REQUIREMENT: Reproduce the listing that follows with no differences at all.

Stored entries
/---

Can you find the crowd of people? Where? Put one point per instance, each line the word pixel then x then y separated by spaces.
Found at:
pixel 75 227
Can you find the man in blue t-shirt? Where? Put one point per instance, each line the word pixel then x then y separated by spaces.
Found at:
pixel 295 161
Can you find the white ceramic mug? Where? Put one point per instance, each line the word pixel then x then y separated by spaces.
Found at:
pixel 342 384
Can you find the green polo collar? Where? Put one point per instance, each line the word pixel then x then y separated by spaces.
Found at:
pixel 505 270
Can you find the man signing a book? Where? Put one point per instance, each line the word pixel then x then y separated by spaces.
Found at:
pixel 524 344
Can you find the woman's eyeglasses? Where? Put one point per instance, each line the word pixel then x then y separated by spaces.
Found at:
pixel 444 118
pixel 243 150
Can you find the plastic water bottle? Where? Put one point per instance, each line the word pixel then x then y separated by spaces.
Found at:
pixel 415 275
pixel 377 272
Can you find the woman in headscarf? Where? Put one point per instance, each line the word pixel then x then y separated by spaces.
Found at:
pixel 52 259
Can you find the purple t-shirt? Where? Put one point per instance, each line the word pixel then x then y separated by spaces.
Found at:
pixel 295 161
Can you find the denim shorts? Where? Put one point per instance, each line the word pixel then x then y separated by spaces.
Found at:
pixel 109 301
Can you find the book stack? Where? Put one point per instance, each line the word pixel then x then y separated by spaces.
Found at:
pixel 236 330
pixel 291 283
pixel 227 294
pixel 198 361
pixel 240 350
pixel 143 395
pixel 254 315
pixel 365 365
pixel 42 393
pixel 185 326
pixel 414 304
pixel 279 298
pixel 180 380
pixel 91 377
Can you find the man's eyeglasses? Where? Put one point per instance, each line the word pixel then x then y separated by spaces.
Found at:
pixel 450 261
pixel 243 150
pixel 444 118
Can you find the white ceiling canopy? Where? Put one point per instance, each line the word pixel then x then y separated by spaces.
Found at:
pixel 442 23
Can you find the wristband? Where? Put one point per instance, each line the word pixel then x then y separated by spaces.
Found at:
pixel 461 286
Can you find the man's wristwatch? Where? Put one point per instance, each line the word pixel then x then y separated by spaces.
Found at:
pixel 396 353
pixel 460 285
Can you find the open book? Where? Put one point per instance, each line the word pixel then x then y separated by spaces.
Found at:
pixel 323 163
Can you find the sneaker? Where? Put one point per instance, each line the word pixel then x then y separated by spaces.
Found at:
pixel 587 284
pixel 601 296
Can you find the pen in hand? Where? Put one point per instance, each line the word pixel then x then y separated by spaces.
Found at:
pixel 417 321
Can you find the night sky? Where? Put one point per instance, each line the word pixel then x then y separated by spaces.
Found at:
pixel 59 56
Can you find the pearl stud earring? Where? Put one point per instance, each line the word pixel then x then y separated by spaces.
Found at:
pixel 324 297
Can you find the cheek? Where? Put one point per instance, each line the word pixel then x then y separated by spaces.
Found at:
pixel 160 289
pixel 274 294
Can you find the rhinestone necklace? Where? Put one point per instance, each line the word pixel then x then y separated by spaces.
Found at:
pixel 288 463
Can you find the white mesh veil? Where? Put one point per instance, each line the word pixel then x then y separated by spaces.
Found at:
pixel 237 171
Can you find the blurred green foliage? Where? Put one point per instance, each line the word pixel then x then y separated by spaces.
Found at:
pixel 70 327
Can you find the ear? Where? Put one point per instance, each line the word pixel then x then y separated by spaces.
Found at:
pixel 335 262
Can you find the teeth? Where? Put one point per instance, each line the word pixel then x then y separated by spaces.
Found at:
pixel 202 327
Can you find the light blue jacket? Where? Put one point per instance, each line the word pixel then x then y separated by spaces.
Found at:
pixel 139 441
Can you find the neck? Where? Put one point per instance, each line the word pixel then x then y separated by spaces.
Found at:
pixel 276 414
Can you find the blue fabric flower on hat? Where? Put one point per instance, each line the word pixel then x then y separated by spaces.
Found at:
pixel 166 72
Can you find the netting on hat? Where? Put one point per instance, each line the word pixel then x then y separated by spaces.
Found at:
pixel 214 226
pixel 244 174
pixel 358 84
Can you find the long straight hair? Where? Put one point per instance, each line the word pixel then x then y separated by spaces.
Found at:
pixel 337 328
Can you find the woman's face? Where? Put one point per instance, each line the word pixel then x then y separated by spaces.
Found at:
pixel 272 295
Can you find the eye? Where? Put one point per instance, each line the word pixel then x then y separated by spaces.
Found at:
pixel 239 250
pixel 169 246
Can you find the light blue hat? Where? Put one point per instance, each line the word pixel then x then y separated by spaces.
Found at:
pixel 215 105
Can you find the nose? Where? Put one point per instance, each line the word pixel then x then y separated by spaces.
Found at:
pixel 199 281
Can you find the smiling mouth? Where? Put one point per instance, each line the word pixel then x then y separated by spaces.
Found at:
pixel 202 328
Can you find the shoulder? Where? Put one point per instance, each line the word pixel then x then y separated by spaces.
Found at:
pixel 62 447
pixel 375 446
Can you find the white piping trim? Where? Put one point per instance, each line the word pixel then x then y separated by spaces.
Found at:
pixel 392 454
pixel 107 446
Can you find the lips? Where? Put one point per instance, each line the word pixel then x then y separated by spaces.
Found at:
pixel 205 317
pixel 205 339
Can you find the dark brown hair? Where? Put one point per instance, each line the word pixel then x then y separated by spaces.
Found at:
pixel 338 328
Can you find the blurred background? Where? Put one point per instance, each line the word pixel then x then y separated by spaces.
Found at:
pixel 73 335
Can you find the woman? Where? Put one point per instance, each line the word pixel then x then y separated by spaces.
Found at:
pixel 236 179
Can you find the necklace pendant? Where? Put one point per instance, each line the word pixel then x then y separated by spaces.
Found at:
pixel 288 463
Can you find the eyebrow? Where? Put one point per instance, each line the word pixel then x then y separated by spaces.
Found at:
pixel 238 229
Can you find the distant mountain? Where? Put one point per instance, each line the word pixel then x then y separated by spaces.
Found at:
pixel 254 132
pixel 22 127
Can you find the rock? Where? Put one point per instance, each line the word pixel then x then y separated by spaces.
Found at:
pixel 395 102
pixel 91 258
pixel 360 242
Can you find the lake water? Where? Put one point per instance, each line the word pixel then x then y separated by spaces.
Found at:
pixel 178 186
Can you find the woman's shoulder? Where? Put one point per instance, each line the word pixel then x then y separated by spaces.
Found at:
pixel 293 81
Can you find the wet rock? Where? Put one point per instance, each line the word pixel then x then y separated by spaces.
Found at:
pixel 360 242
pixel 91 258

\---

REPLY TO THE TASK:
Can you find the crowd of people? Where? Put one point per instance, each line the word pixel then x then y separated by spaces.
Found at:
pixel 75 227
Can you find the man in blue t-shirt? Where? Put one point per instance, each line the word pixel then x then y separated by spaces.
Found at:
pixel 295 161
Can you find the white ceramic mug? Where? Put one point per instance, each line the word pixel then x then y separated by spaces.
Found at:
pixel 342 384
Can you find the green polo collar? Where? Put one point per instance, each line the word pixel then x then y separated by spaces.
Found at:
pixel 505 270
Can you find the man signing a book? Where? Put one point per instance, each line the word pixel then x then y separated by spaces.
Found at:
pixel 524 344
Can you find the woman's eyeglasses? Where? Put one point per instance, each line the word pixel then x then y separated by spaces.
Found at:
pixel 444 118
pixel 243 150
Can you find the plastic water bottle? Where? Put one point per instance, each line the word pixel then x then y separated by spaces.
Found at:
pixel 415 275
pixel 377 272
Can you find the woman in headscarf? Where? Put one point per instance, each line the word pixel then x then y separated by spaces.
Found at:
pixel 52 259
Can you find the purple t-shirt? Where? Put one point per instance, each line the word pixel then x then y separated by spaces.
Found at:
pixel 295 161
Can you find the denim shorts? Where? Put one point per instance, each line the word pixel then x then y separated by spaces.
Found at:
pixel 109 301
Can you find the book stack? Where? Put one point per instance, each line the word pixel then x then y separated by spaces.
Found at:
pixel 236 330
pixel 291 283
pixel 227 294
pixel 198 361
pixel 240 350
pixel 143 395
pixel 254 315
pixel 365 365
pixel 42 393
pixel 185 326
pixel 414 304
pixel 279 298
pixel 180 380
pixel 91 377
Can you find the man's eyeglasses? Where? Put one point per instance, each line the word pixel then x then y separated by spaces.
Found at:
pixel 450 261
pixel 243 150
pixel 444 118
Can you find the white ceiling canopy? Where? Put one point per instance, each line the word pixel then x then y separated by spaces.
Found at:
pixel 442 23
Can you find the wristband? Where? Put one point per instance, each line the word pixel then x then y separated by spaces.
Found at:
pixel 461 286
Can you find the man's wristwatch? Where? Put one point per instance, each line the word pixel then x then y separated by spaces.
Found at:
pixel 396 353
pixel 460 285
Can you find the open book? Where? Put one point per instance, each line the word pixel then x then y separated by spaces.
Found at:
pixel 323 163
Can you find the sneaker? Where? Put one point per instance, each line the word pixel then x then y separated by spaces.
Found at:
pixel 587 284
pixel 601 296
Can you find the pen in hand? Where? Put one point per instance, each line the word pixel then x then y separated by spaces.
Found at:
pixel 417 321
Can you find the night sky? Where? Put one point per instance, each line the word pixel then x then y separated by spaces.
Found at:
pixel 59 56
Can you find the pearl stud earring? Where? Put one point per instance, each line the word pixel then x then y separated by spaces.
Found at:
pixel 324 297
Can you find the cheek? Where? Put one point per instance, each line the word pixel then x then y separated by spaces.
Found at:
pixel 160 289
pixel 274 294
Can you find the rhinestone necklace? Where? Put one point per instance, each line the word pixel then x then y separated by spaces.
Found at:
pixel 288 463
Can you find the white mesh veil? Where? Put one point per instance, each line the word pixel then x then y separated by spaces.
Found at:
pixel 237 171
Can you find the blurred green foliage? Where? Put one point per instance, each line the word pixel then x then y separated by spaces.
Found at:
pixel 70 327
Can you find the ear? Where? Put one point per instance, each line the word pixel then x then y separated by spaces.
Found at:
pixel 335 262
Can you find the teeth? Where? Put one point per instance, each line the word pixel then x then y separated by spaces.
Found at:
pixel 202 327
Can you find the light blue jacket? Where? Put one point per instance, each line the word pixel then x then y separated by spaces.
Found at:
pixel 139 441
Can you find the neck? Where? Put one point per instance, each line the word pixel then x then y separated by spaces.
Found at:
pixel 276 414
Can you find the blue fabric flower on hat? Where? Put one point per instance, each line the word pixel then x then y separated by spaces.
Found at:
pixel 166 72
Can you find the netting on hat? Where? Put one point per instance, each line the word pixel then x then y separated by spaces.
Found at:
pixel 214 226
pixel 244 174
pixel 358 84
Can you find the long straight hair? Where? Put one point per instance, each line the word pixel then x then y separated by spaces.
Found at:
pixel 337 328
Can you find the woman's face? Where? Put one point per instance, each line the word pixel then x then y separated by spaces.
Found at:
pixel 272 295
Can you find the eye? Where? Put one point per instance, each line the word pixel then x then y separated by spaces.
Found at:
pixel 239 250
pixel 169 246
Can you find the light blue hat? Where? Put one point per instance, each line the word pixel then x then y separated by spaces.
Found at:
pixel 215 105
Can you find the nose? Where? Put one point per instance, each line the word pixel then x then y separated by spaces.
Found at:
pixel 199 281
Can you find the smiling mouth? Where? Put one point per instance, each line the word pixel then x then y separated by spaces.
Found at:
pixel 202 328
Can you find the shoulder? Where? Put one point per instance, each line the word pixel then x then y separated by spaces.
Found at:
pixel 62 447
pixel 375 446
Can you find the white piping trim? Where? Put one point per instance, each line the word pixel then x then y separated by spaces.
Found at:
pixel 392 454
pixel 107 446
Can you find the lips? Where? Put one point per instance, each line the word pixel then x then y separated by spaces.
Found at:
pixel 205 317
pixel 205 339
Can you find the dark brown hair? Where? Put one point per instance, each line the word pixel then x then y separated by spaces.
Found at:
pixel 338 328
Can you find the blurred background? Where? Put one point per instance, each line the word pixel then x then y separated by spaces.
Found at:
pixel 73 335
Can you find the woman? Where? Put one point per instance, each line the word pixel then x then y separated by spaces.
Found at:
pixel 236 179
Can you find the necklace pendant? Where? Put one point per instance, each line the word pixel then x then y separated by spaces.
Found at:
pixel 288 463
Can you find the eyebrow? Where? Put one point per instance, each line the word pixel then x then y separated by spaces.
Found at:
pixel 238 229
Can you find the distant mountain? Where? Put one point per instance, each line the word pixel then x then y separated by spaces.
Found at:
pixel 254 132
pixel 22 127
Can you find the rock? Where? Put one point per instance, each line the word pixel then x then y separated by spaces.
Found at:
pixel 395 102
pixel 91 258
pixel 360 242
Can you find the lake water? Where? Put one point per instance, each line the word pixel then x then y separated by spaces.
Found at:
pixel 178 186
Can you find the woman's shoulder? Where? Put one point per instance, each line the word pixel then x then y separated by spaces.
Found at:
pixel 293 81
Can you find the wet rock? Where? Put one point per instance, each line the word pixel then x then y separated by spaces.
Found at:
pixel 360 242
pixel 91 258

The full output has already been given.